• Your objective
Go through the entries below and tally each line holding the string "pass". Return the number only.
=-=-=
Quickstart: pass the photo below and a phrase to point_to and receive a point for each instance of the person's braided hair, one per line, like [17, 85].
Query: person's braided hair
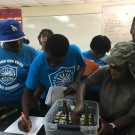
[57, 45]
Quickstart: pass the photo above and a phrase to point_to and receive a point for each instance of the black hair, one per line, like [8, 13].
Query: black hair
[100, 42]
[133, 22]
[57, 45]
[26, 41]
[44, 31]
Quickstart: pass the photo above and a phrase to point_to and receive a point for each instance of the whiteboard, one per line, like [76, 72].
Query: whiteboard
[117, 22]
[79, 29]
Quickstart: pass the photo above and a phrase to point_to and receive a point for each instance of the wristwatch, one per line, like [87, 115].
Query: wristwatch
=-=-=
• Exercise result
4